── RECORDS TO USE
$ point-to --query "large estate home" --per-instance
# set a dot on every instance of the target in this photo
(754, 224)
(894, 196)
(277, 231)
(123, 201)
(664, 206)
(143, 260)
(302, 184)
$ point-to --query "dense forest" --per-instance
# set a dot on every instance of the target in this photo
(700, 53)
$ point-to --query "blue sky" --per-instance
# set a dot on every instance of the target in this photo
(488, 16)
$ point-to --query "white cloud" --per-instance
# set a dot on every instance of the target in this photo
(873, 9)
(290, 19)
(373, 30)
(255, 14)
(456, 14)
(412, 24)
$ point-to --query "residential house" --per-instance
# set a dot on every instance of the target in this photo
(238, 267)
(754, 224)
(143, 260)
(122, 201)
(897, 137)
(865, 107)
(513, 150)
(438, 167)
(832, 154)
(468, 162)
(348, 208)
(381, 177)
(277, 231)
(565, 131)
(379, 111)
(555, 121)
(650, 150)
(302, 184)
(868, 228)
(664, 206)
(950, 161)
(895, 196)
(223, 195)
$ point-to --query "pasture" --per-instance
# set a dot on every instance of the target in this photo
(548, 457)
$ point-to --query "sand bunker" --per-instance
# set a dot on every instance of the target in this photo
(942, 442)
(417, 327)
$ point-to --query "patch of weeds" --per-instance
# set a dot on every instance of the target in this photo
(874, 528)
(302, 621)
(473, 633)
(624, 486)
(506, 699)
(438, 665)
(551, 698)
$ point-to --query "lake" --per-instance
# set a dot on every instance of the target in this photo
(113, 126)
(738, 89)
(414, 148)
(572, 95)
────
### TASK GOAL
Restate every entry word for word.

### OUTPUT FOR THIS TASK
$ point-to --query "large estate home" --per-instance
# set a dot on every instance of the target in this photo
(754, 224)
(894, 196)
(277, 231)
(123, 201)
(664, 206)
(143, 260)
(302, 184)
$ point-to --query "dense forest" --per-instance
# set a dot on every instance of the target in this photo
(700, 53)
$ point-to --query "blue sky" --per-instance
# set a dot on every instance of the target in this photo
(488, 16)
$ point-to --query "white cloud" --per-instance
# set a dot on every instance of the target in this photo
(873, 9)
(290, 19)
(373, 30)
(255, 14)
(456, 14)
(412, 24)
$ point-to --query "residential house" --per-instance
# set a dot on every instance of the target in this photo
(238, 267)
(754, 224)
(143, 260)
(122, 201)
(897, 137)
(865, 107)
(513, 150)
(438, 167)
(832, 154)
(468, 162)
(348, 208)
(381, 177)
(277, 231)
(565, 131)
(379, 111)
(555, 121)
(650, 150)
(302, 184)
(868, 228)
(664, 206)
(950, 161)
(895, 196)
(223, 195)
$ point-to --query "pasture" --per-instance
# set a dot on every instance of the target in this photo
(548, 457)
$ point-to --query "sand bunker" --per-instance
# set a dot on every instance of the target in this photo
(942, 442)
(417, 327)
$ point-to --query "patch of weeds" --per-instance
# set a dot on every instance of the target in this photo
(874, 528)
(302, 621)
(473, 633)
(624, 486)
(506, 699)
(438, 665)
(551, 698)
$ point-to --query "lake" --per-instance
# set a dot on every instance of the target in this photo
(113, 126)
(738, 89)
(414, 148)
(572, 95)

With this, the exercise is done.